■ Source passage:
Lexology | 30 April 2019
International arbitration newsletter - April 2019 | Regional overview: Middle East and Africa
by Garrigues - Carlos de los Santos, Joe Tirado, Francisco M. Serrano, João Duarte de Sousa, Jaime Iglesias, Mónica van der Schraft, Melissa Núñez Santti, Alberto Acevedo and Hugo Forno Flórez
Burkina Faso sees mining claim against it dismissed by ICC panel
An ICC tribunal has dismissed a US$2.2 billion claim against Burkina Faso over one of the world’s largest manganese mines, also rejecting a counterclaim of similar size and the West African state’s allegations of corruption.
The claim was brought by Cayman and Burkinese subsidiaries of Pan African Minerals, a South African group ultimately controlled by Romanian-Australian mining magnate Frank Timis.
Pan African was ordered to pay roughly US$1 million towards the state’s legal fees and arbitration costs.
UK Energy company Petroceltic files treaty claim against Egypt
UK energy company Petroceltic has filed an ICSID claim against Egypt under the 1976 UK-Egypt bilateral investment treaty. The BIT specifies ICSID as the forum to resolve investor-state disputes.
The UK company has already warned it would bring an ICSID claim against the Egyptian General Petroleum Corporation (EGPC) for its failure to honour debts of US$30 million under various gas sale agreements. That request for arbitration has also been filed
The underlying dispute relates to eight producing oil fields across 14 development concessions around Egypt’s Nile Delta managed by Mansoura Petroleum Company, a joint venture between Petroceltic and EGPC. Petroceltic says that its claim relates to EGPC’s inability to pay its debts as they fall due for payment.
Canadian mining company seeks to annul ICSID award won by Kenya
Cortec Mining and two other subsidiaries of Canadian mining company Canada’s Pacific Wildcat Resources filed an application for partial annulment of an ICSID award they lost against Kenya in an investment treaty claim concerning the voiding of licences for a niobium mining project at Mrima Hill – an area 70 kilometres south of Mombasa.
The tribunal held that a purported mining licence granted in 2013 was void from the outset as it had been issued in violation of local laws to protect the environment. The licence was “a scrap of paper issued by an irresponsible bureaucrat”, the tribunal found.
In the annulment petition, Cortec says this is not a case where an investor was found to have breached substantive environmental obligations or to have caused harm to the natural environment. Rather, it says the alleged breach was “purely technical in nature” and that the tribunal’s decision to throw out the case in its entirety lacked “accuracy, proportionality and fairness”.

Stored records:
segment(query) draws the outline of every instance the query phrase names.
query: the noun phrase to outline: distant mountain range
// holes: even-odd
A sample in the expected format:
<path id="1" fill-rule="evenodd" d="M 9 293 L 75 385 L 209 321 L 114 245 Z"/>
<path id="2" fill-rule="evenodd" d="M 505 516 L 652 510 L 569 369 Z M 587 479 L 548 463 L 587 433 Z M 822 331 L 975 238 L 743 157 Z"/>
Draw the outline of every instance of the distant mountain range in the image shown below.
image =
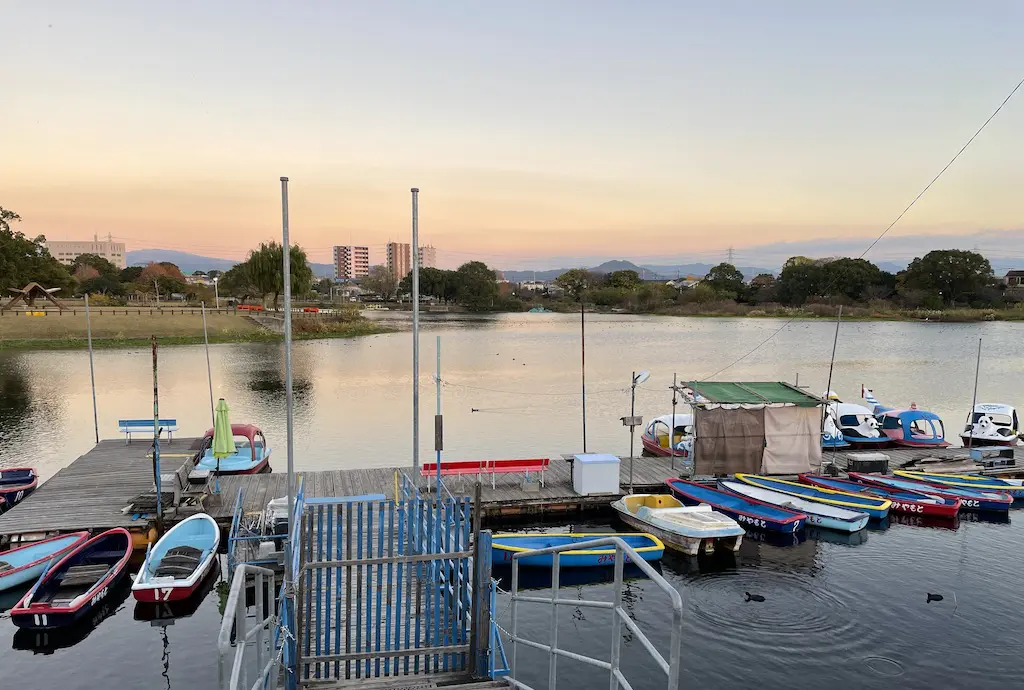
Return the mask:
<path id="1" fill-rule="evenodd" d="M 232 259 L 216 259 L 211 256 L 176 252 L 170 249 L 139 249 L 125 252 L 125 259 L 129 266 L 144 266 L 147 263 L 170 261 L 185 274 L 197 270 L 227 270 L 239 263 Z M 317 277 L 334 276 L 334 266 L 329 263 L 310 263 L 309 267 L 313 269 L 313 275 Z"/>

■ Activity 1: In the arbitration newsletter, about how much was Pan African ordered to pay toward Burkina Faso's legal fees and arbitration costs?
■ Activity 2: List every country that the arbitration newsletter names as the state a claim was brought against.

■ Answer box 1: Roughly US$1 million.

■ Answer box 2: Burkina Faso, Egypt, Kenya